:: SOURCE DOCUMENT
BigDave

msg:3409516 | 2:03 pm on Jul 31, 2007 (gmt 0) |
I hope you did more than "complain" and you filed a DMCA takedown notice.
|
BeeDeeDubbleU

msg:3409642 | 3:59 pm on Jul 31, 2007 (gmt 0) |
I don't think the DMCA works here in the UK?
|
zett

msg:3409657 | 4:09 pm on Jul 31, 2007 (gmt 0) |
The DMCA works everywhere if the infringing content is associated with a US company, e.g. hosting is performed by a company in the U.S., monetization is obtained through a company in the U.S., the site can be found through a search engine located in the U.S. - you get the idea.
|
Demaestro

msg:3409701 | 4:56 pm on Jul 31, 2007 (gmt 0) |
BeeDeeDubbleU Please do keep us informed... I love a good story. As far as I know you can submit a DMCA filing... If it doesn't apply in the UK it shouldn't matter..... if the physical server location is in the USA then that is what law is applied to it. It matters not that they are in the UK or China... if the USA is where the site is hosted then they have "holdings" in the USA and they will be held accountable for said holdings even if they never step foot in the USA.
|
BigDave

msg:3410016 | 11:54 pm on Jul 31, 2007 (gmt 0) |
Like zett said, it has to do with where they are hosted. In the US, a hosting company is very unlikely to respond to a "complaint" by taking down a site, because they could be liable for any damages to the business. On the other hand, if you follow the law of the land and file a DMCA, they are protected by taking down the site and liable if they leave it up. The same thing goes for the US based search engines and advertising networks. The fact that the copied works are available on any US based server makes it subject to US law. You are unlikely to collect from a UK infringer in the US courts, but you use the US law to shut down the servers.
::::
→ **JOB 1**
Pull out every line of the records that contains the string "tree".
The records have no connection to the forum thread.
:: PROVIDED DATA
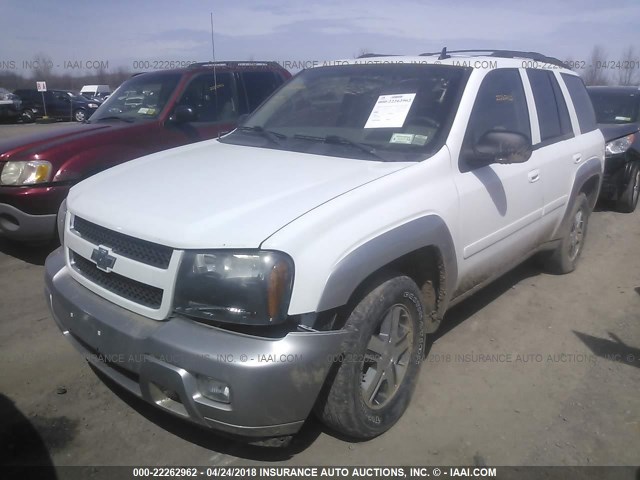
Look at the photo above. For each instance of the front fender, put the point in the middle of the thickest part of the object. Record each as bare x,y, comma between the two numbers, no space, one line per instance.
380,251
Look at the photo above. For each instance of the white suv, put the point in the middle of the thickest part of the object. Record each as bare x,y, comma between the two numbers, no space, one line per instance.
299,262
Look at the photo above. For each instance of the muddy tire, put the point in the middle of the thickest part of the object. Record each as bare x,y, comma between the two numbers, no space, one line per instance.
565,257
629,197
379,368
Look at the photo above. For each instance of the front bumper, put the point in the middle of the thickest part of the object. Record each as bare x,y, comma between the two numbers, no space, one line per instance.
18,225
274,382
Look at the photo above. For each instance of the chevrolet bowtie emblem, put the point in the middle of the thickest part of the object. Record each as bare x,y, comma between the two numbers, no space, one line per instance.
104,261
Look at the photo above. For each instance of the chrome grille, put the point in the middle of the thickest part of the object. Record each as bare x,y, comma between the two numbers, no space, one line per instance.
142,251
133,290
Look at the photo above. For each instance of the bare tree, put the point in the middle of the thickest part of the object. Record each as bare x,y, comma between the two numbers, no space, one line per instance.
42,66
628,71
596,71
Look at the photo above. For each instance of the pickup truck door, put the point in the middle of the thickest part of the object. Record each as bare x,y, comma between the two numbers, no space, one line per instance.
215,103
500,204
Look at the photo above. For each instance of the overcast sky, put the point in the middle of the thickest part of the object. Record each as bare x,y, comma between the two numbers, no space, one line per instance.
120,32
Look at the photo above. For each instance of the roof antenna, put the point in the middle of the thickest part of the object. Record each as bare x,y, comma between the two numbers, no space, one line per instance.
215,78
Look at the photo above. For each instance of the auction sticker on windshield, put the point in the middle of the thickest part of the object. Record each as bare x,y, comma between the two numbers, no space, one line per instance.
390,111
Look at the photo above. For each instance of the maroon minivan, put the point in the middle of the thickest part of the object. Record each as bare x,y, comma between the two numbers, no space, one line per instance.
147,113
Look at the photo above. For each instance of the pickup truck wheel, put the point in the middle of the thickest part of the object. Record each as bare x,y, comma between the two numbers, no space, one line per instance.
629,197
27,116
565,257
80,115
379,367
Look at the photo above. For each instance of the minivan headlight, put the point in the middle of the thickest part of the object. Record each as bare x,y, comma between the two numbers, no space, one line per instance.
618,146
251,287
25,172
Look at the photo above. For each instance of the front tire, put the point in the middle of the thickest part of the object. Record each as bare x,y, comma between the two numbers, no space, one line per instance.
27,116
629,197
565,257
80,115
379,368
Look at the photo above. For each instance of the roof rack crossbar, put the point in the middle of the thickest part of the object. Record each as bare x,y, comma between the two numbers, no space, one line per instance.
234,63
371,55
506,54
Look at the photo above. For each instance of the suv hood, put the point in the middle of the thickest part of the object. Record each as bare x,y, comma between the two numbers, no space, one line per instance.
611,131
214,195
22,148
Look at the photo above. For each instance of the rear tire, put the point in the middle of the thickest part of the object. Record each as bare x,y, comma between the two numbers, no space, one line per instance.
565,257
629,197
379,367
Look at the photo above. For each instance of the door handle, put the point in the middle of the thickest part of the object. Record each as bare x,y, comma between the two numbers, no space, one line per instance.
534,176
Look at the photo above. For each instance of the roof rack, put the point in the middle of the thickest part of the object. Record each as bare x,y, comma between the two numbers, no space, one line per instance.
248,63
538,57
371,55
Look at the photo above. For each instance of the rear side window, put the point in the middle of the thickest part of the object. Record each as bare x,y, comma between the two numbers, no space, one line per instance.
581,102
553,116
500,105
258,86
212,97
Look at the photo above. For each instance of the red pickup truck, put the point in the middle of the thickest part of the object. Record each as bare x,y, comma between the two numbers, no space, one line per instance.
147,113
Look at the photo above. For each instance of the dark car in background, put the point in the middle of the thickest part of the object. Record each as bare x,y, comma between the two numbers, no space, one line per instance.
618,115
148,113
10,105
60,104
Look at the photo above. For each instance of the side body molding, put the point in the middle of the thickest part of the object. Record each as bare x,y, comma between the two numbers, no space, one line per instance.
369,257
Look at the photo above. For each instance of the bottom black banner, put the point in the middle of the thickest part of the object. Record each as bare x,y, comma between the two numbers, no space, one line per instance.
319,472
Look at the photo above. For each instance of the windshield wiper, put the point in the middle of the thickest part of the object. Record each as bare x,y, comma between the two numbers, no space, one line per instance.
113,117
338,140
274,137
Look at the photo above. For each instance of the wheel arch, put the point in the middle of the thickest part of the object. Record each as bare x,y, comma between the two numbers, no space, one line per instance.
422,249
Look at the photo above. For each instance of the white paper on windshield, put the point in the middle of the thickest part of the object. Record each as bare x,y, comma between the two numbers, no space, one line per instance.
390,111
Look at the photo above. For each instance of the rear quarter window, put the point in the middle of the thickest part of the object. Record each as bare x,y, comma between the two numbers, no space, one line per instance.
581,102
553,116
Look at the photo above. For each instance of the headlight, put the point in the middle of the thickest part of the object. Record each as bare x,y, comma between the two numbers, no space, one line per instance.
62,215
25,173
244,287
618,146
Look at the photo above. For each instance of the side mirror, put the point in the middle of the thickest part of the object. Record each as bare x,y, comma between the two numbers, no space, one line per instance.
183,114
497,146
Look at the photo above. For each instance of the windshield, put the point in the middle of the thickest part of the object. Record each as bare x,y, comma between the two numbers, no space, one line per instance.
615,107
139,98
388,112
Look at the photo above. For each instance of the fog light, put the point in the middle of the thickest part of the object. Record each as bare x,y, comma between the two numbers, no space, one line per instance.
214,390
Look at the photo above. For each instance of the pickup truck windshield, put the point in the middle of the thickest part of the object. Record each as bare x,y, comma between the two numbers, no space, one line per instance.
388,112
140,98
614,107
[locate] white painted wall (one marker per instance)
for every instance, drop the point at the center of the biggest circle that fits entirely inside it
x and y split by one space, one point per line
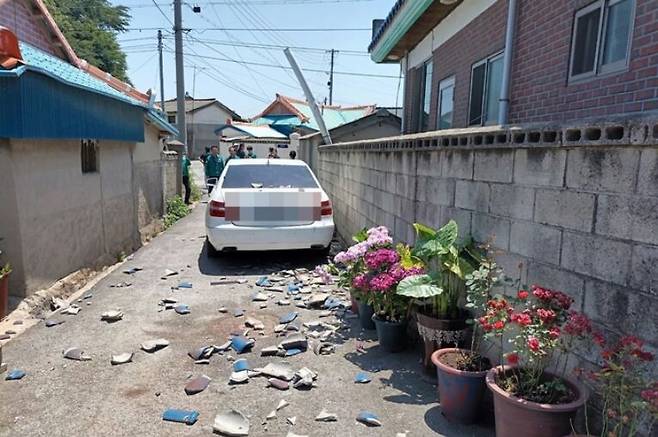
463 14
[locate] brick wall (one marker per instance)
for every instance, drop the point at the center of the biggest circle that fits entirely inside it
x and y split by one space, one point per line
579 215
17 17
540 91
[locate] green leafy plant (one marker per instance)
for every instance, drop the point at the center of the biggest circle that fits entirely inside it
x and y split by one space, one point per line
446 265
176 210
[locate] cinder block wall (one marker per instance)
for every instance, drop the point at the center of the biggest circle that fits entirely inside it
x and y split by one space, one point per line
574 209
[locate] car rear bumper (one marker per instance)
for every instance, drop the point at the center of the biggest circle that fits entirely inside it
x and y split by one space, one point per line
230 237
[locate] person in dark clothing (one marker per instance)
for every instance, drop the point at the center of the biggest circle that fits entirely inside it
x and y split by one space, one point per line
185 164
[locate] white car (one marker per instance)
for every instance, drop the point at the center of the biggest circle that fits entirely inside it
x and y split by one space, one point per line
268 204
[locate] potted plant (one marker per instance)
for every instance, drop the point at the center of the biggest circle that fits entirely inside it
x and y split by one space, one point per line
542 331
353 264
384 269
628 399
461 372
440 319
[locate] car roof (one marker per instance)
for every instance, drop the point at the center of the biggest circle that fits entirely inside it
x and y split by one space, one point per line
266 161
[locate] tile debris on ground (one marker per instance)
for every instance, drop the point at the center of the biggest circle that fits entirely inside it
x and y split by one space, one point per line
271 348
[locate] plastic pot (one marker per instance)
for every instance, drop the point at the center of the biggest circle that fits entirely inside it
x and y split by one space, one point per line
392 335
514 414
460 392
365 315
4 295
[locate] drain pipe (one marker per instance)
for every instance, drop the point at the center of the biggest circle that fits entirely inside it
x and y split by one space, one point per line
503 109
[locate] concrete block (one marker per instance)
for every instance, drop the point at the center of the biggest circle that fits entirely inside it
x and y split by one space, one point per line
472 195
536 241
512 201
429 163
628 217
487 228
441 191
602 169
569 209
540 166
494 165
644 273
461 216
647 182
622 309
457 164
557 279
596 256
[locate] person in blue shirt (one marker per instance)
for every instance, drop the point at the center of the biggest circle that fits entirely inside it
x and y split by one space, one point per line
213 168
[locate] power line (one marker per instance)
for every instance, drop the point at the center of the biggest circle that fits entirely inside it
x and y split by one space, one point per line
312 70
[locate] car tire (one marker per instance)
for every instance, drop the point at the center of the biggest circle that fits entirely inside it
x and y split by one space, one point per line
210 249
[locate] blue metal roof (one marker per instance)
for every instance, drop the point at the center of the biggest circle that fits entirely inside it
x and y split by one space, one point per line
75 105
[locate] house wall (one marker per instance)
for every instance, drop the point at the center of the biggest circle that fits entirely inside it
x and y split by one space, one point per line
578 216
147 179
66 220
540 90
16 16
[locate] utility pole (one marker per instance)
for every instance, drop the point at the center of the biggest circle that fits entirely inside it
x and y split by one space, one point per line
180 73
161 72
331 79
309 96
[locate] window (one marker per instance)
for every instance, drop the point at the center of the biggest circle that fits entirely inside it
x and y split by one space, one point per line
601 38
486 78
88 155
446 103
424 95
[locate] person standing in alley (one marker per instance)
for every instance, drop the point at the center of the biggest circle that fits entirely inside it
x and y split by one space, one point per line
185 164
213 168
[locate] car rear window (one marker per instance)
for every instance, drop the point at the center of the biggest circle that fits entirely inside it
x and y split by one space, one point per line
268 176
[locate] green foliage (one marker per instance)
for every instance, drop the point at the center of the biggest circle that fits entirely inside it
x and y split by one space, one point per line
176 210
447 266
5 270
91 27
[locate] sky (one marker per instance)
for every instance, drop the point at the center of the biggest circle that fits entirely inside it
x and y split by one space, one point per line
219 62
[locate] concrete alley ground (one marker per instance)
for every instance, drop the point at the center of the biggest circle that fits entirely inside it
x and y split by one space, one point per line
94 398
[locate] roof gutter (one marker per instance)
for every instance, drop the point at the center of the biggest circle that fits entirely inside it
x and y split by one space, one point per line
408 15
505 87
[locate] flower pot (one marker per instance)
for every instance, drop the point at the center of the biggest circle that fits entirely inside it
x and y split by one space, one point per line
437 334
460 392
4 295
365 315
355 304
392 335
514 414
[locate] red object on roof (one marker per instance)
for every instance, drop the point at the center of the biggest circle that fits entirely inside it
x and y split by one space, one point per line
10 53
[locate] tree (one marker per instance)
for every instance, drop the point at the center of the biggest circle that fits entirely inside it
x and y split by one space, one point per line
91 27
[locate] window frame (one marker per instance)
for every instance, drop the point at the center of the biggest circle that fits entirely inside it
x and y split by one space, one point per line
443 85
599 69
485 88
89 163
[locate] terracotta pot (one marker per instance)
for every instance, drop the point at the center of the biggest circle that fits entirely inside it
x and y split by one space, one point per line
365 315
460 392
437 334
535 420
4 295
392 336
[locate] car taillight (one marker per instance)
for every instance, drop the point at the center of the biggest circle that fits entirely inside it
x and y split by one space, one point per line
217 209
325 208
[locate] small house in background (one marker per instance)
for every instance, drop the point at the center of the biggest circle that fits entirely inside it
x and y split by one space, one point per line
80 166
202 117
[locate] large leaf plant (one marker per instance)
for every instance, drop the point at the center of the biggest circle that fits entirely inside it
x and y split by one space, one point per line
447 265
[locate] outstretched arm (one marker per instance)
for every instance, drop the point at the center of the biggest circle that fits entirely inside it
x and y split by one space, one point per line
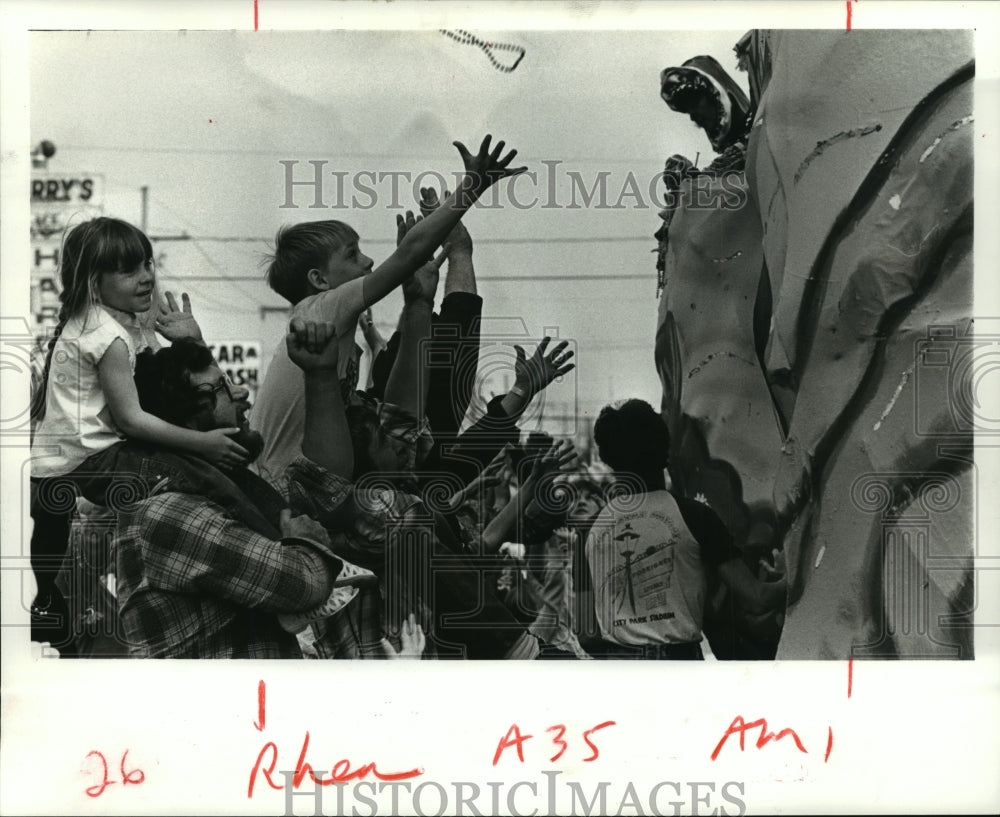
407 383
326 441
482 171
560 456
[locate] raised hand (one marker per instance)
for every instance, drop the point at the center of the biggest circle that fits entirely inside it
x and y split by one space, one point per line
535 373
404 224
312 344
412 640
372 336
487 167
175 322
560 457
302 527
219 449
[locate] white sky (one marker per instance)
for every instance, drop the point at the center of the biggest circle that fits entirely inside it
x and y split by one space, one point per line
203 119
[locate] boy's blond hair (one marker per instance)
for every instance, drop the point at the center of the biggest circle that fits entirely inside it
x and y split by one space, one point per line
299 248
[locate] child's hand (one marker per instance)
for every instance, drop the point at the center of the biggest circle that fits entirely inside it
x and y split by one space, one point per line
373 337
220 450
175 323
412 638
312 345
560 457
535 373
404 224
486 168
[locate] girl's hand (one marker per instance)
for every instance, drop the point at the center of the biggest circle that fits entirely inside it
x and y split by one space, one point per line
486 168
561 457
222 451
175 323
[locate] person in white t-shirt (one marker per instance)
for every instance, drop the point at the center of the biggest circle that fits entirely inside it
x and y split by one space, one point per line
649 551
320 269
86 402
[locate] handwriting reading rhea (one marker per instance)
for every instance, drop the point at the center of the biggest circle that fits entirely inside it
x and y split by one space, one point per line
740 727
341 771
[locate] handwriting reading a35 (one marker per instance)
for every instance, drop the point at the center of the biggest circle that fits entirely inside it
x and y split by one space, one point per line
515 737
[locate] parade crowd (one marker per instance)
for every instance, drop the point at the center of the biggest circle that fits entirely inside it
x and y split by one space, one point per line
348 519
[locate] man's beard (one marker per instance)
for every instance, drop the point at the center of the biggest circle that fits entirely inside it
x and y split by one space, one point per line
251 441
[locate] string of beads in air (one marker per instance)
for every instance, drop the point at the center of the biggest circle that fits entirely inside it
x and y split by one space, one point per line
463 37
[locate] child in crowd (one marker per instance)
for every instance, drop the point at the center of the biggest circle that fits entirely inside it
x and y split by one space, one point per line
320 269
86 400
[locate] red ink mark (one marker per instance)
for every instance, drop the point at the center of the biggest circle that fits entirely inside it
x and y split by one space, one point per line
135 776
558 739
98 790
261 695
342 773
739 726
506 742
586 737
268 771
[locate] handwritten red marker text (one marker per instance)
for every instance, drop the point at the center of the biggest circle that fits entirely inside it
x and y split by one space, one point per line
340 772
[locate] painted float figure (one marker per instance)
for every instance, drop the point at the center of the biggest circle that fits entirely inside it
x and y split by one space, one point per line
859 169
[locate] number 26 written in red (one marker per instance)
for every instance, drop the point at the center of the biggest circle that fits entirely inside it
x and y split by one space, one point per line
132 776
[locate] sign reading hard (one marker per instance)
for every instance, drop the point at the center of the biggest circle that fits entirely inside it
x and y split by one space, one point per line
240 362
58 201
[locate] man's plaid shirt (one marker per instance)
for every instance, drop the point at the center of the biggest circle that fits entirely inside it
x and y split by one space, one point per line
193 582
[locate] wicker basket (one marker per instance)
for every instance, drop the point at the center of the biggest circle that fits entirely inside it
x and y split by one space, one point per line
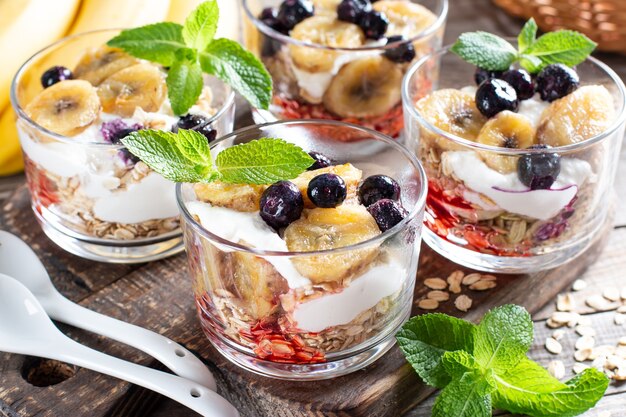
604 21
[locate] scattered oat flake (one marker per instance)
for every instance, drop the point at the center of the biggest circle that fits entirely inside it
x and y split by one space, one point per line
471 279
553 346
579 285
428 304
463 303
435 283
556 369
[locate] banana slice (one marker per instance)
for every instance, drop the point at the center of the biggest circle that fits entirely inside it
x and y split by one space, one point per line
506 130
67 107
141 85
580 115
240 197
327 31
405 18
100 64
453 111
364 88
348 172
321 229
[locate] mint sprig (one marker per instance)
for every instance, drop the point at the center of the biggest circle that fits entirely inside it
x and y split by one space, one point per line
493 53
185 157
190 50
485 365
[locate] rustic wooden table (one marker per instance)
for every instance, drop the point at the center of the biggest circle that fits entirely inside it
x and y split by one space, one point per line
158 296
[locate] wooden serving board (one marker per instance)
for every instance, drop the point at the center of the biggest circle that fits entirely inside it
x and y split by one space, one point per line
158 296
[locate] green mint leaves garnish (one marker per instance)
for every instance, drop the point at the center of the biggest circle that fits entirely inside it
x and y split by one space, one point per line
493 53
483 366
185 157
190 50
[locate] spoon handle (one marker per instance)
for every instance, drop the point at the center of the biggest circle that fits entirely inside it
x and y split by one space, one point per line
::::
→ **JOB 2**
Reproduce the forum thread about DMCA takedowns in full, word for word.

→ **CORRECT OUTPUT 1**
Look at the photo above. For each instance of the bare tree, put the point in the middle of the thickest part of the object. Record each as bare x,y, comma between the two numbers, no space, one line per instance.
[locate] tree (one marker per instance)

→ **CORRECT OUTPUT 2**
BigDave

msg:3409516 | 2:03 pm on Jul 31, 2007 (gmt 0) |
I hope you did more than "complain" and you filed a DMCA takedown notice.
|
BeeDeeDubbleU

msg:3409642 | 3:59 pm on Jul 31, 2007 (gmt 0) |
I don't think the DMCA works here in the UK?
|
zett

msg:3409657 | 4:09 pm on Jul 31, 2007 (gmt 0) |
The DMCA works everywhere if the infringing content is associated with a US company, e.g. hosting is performed by a company in the U.S., monetization is obtained through a company in the U.S., the site can be found through a search engine located in the U.S. - you get the idea.
|
Demaestro

msg:3409701 | 4:56 pm on Jul 31, 2007 (gmt 0) |
BeeDeeDubbleU Please do keep us informed... I love a good story. As far as I know you can submit a DMCA filing... If it doesn't apply in the UK it shouldn't matter..... if the physical server location is in the USA then that is what law is applied to it. It matters not that they are in the UK or China... if the USA is where the site is hosted then they have "holdings" in the USA and they will be held accountable for said holdings even if they never step foot in the USA.
|
BigDave

msg:3410016 | 11:54 pm on Jul 31, 2007 (gmt 0) |
Like zett said, it has to do with where they are hosted. In the US, a hosting company is very unlikely to respond to a "complaint" by taking down a site, because they could be liable for any damages to the business. On the other hand, if you follow the law of the land and file a DMCA, they are protected by taking down the site and liable if they leave it up. The same thing goes for the US based search engines and advertising networks. The fact that the copied works are available on any US based server makes it subject to US law. You are unlikely to collect from a UK infringer in the US courts, but you use the US law to shut down the servers.